**Exercise details**. Your task is to copy every record exactly.

**Material shown**.
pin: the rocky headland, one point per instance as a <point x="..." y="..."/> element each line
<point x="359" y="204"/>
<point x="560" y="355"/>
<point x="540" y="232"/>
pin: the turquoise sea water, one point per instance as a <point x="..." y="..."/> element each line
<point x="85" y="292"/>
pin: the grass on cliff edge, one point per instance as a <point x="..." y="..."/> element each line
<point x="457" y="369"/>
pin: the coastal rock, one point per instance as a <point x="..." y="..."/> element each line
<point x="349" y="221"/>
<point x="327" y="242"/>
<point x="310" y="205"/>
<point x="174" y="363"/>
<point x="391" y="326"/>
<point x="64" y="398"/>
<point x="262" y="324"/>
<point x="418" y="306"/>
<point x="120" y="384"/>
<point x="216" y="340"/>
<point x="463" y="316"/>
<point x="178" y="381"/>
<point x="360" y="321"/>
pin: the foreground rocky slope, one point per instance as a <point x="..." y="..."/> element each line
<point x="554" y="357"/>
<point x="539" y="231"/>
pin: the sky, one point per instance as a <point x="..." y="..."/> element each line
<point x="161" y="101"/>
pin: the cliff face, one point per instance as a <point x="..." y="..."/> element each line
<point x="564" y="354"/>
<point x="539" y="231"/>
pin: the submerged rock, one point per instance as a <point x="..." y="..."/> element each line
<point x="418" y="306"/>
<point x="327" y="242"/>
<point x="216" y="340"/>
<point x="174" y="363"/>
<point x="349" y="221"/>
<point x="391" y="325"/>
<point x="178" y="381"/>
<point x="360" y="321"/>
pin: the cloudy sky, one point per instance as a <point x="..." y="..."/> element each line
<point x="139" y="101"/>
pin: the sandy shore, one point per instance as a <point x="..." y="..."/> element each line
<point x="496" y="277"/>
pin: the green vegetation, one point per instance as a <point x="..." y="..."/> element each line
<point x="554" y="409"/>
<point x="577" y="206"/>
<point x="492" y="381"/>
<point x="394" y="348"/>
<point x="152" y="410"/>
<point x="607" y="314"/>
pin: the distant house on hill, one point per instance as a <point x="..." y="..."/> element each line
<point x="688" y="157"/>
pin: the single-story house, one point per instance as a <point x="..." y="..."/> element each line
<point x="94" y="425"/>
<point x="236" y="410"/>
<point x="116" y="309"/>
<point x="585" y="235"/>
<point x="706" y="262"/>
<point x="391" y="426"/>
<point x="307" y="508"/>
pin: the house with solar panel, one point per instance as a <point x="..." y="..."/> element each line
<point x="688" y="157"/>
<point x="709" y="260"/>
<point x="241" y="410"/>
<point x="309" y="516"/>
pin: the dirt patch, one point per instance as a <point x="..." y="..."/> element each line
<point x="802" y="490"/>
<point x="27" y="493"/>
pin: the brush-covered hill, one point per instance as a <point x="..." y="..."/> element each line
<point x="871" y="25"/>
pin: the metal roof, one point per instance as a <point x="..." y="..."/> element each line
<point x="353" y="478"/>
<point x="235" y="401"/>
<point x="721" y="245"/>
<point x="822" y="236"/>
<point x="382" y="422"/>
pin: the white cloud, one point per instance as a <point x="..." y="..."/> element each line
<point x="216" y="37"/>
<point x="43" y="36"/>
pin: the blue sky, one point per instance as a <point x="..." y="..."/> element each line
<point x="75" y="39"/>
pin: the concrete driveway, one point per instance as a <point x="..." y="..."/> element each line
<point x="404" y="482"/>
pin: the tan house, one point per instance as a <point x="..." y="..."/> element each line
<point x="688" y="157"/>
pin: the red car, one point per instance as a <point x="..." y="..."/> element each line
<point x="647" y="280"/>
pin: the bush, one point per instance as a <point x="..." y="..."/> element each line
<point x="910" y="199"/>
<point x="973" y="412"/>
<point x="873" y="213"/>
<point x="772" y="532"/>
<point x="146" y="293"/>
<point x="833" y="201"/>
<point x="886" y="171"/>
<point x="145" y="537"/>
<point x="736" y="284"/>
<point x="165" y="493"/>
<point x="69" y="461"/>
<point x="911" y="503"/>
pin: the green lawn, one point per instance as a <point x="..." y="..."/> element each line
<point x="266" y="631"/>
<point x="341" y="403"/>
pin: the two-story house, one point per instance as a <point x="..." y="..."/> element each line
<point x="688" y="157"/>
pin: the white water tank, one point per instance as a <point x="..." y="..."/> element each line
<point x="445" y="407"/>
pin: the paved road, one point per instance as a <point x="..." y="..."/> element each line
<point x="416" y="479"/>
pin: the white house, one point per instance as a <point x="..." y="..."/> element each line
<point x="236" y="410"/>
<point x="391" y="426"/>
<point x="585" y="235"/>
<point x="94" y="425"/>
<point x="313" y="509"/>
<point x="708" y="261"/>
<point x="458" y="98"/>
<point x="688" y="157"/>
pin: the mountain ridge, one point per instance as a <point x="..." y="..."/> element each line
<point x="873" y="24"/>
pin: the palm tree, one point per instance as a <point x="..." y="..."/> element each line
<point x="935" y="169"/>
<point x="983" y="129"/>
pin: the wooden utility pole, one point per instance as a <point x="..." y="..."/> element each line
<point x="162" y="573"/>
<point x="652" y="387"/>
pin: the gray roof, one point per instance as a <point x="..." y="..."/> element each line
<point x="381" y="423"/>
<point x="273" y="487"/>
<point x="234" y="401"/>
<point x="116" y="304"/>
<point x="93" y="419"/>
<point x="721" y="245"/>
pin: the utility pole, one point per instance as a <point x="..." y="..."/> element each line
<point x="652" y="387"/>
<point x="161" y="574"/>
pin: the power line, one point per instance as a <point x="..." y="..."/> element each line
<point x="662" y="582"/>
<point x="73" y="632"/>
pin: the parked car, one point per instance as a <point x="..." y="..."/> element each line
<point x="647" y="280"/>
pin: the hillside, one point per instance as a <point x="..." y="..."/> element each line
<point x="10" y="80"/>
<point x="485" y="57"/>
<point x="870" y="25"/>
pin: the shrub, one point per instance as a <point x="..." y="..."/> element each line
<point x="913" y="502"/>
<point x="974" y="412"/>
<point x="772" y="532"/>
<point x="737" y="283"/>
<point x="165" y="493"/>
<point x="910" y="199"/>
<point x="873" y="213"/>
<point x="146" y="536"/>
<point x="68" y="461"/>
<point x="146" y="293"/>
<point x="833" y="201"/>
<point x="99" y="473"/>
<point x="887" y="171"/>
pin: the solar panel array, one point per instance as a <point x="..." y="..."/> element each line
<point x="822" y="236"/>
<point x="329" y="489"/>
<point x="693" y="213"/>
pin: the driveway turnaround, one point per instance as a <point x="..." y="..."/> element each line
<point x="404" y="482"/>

**Response**.
pin: the rocky headland, one point per instance as a <point x="..." y="..."/> element each line
<point x="359" y="204"/>
<point x="560" y="355"/>
<point x="540" y="232"/>
pin: the turquoise sea water, one point per instance as a <point x="..." y="..."/> element each line
<point x="85" y="292"/>
pin: the grass on cliff edge, one point per instance as a <point x="..." y="..."/> element each line
<point x="457" y="369"/>
pin: the coastal rock, one point per instance as a <point x="..." y="..."/> element each line
<point x="349" y="221"/>
<point x="327" y="242"/>
<point x="310" y="205"/>
<point x="174" y="363"/>
<point x="391" y="326"/>
<point x="64" y="398"/>
<point x="262" y="324"/>
<point x="418" y="306"/>
<point x="120" y="384"/>
<point x="216" y="340"/>
<point x="463" y="316"/>
<point x="178" y="381"/>
<point x="360" y="321"/>
pin: the foreground rocky slope, one point per instance as a <point x="..." y="..."/> element each line
<point x="554" y="357"/>
<point x="539" y="231"/>
pin: the sky, one point per instance as a <point x="..." y="..."/> element each line
<point x="161" y="101"/>
pin: the cliff face, one point per instance as a <point x="..." y="..."/> element each line
<point x="564" y="354"/>
<point x="539" y="231"/>
pin: the submerged rock, one point per instance as a <point x="..." y="..."/> element each line
<point x="418" y="306"/>
<point x="327" y="242"/>
<point x="216" y="340"/>
<point x="174" y="363"/>
<point x="349" y="221"/>
<point x="391" y="325"/>
<point x="178" y="381"/>
<point x="360" y="321"/>
pin: the cloudy sky, one point per instance as a <point x="..." y="..."/> element each line
<point x="139" y="101"/>
pin: the sandy shore, one point per instance as a <point x="..." y="..."/> element each line
<point x="496" y="277"/>
pin: the green vegetation, one point per instance as a <point x="..." y="..."/> element each line
<point x="554" y="409"/>
<point x="577" y="206"/>
<point x="492" y="381"/>
<point x="394" y="348"/>
<point x="152" y="410"/>
<point x="607" y="314"/>
pin: the distant house on hill, one point per instance as a <point x="..." y="..."/> element each line
<point x="688" y="157"/>
pin: the single-story house, one point per instance as a <point x="..." y="..."/> element each line
<point x="94" y="425"/>
<point x="236" y="410"/>
<point x="116" y="309"/>
<point x="585" y="235"/>
<point x="706" y="262"/>
<point x="391" y="426"/>
<point x="307" y="508"/>
pin: the house with solar panel, one point per instance as a <point x="..." y="..."/> element each line
<point x="688" y="157"/>
<point x="709" y="260"/>
<point x="241" y="410"/>
<point x="309" y="516"/>
pin: the dirt patch, one point per instance as a <point x="..." y="..."/> element each line
<point x="802" y="490"/>
<point x="27" y="493"/>
pin: the brush-covered hill, one point per instance as a <point x="..." y="..."/> element each line
<point x="871" y="25"/>
pin: the metal roof, one point per instance as a <point x="..." y="..."/> element each line
<point x="353" y="478"/>
<point x="235" y="401"/>
<point x="721" y="245"/>
<point x="822" y="236"/>
<point x="382" y="422"/>
pin: the white cloud, one point per instance as a <point x="..." y="..."/> element each line
<point x="216" y="37"/>
<point x="43" y="36"/>
pin: the blue sky, one point per instance as a <point x="..." y="..."/> element each line
<point x="75" y="39"/>
pin: the concrete driveway, one point per instance as a <point x="..." y="..."/> element each line
<point x="404" y="482"/>
pin: the tan house, one point per instance as a <point x="..." y="..."/> element each line
<point x="688" y="157"/>
pin: the red car, one point per instance as a <point x="..." y="..."/> element each line
<point x="647" y="280"/>
pin: the bush, one point per instance as a <point x="..." y="..."/> element each line
<point x="910" y="199"/>
<point x="973" y="412"/>
<point x="873" y="213"/>
<point x="772" y="532"/>
<point x="146" y="293"/>
<point x="833" y="201"/>
<point x="886" y="171"/>
<point x="145" y="537"/>
<point x="736" y="284"/>
<point x="165" y="493"/>
<point x="69" y="461"/>
<point x="911" y="503"/>
pin: the green lawn, one point per instance as a <point x="..." y="..."/> element each line
<point x="266" y="631"/>
<point x="341" y="403"/>
pin: the two-story house, one point per instance as a <point x="..." y="..."/> element each line
<point x="688" y="157"/>
pin: the white water tank, one point per instance as a <point x="..." y="..."/> element each line
<point x="445" y="407"/>
pin: the paved road, one point per instance as a <point x="..." y="..."/> element each line
<point x="416" y="479"/>
pin: the white house, one point per instance as a <point x="..." y="..."/> element each line
<point x="236" y="410"/>
<point x="391" y="426"/>
<point x="585" y="235"/>
<point x="94" y="425"/>
<point x="313" y="509"/>
<point x="708" y="261"/>
<point x="458" y="98"/>
<point x="688" y="157"/>
pin: the mountain ridge, one point per instance as a <point x="..." y="..."/> element each line
<point x="873" y="24"/>
pin: the palm tree, one point per instance as a <point x="..." y="..."/> element each line
<point x="935" y="169"/>
<point x="983" y="129"/>
pin: the wooden utility pole, one point per instance as a <point x="..." y="..."/> element each line
<point x="162" y="573"/>
<point x="652" y="387"/>
pin: the gray roof, one point per instance as a <point x="..." y="..."/> element each line
<point x="381" y="423"/>
<point x="273" y="487"/>
<point x="234" y="401"/>
<point x="116" y="304"/>
<point x="93" y="419"/>
<point x="721" y="245"/>
pin: the utility pole, one point per instance as a <point x="..." y="..."/> element each line
<point x="652" y="387"/>
<point x="161" y="574"/>
pin: the power line, one point per instance as a <point x="..." y="..."/> element each line
<point x="662" y="582"/>
<point x="73" y="632"/>
pin: the parked car, one point per instance as a <point x="..." y="..."/> element each line
<point x="647" y="280"/>
pin: the hillside, one point per instance as a <point x="..." y="..."/> element each line
<point x="10" y="80"/>
<point x="485" y="57"/>
<point x="870" y="25"/>
pin: the shrub, one point per instance as a <point x="..." y="..."/> element each line
<point x="913" y="502"/>
<point x="974" y="412"/>
<point x="772" y="532"/>
<point x="737" y="283"/>
<point x="165" y="493"/>
<point x="910" y="199"/>
<point x="873" y="213"/>
<point x="146" y="536"/>
<point x="68" y="461"/>
<point x="146" y="293"/>
<point x="833" y="201"/>
<point x="99" y="473"/>
<point x="887" y="171"/>
pin: the solar panel array, one point per instance as a <point x="..." y="..."/> element each line
<point x="822" y="236"/>
<point x="329" y="489"/>
<point x="693" y="213"/>
pin: the driveway turnaround, one point per instance as a <point x="..." y="..."/> element each line
<point x="404" y="482"/>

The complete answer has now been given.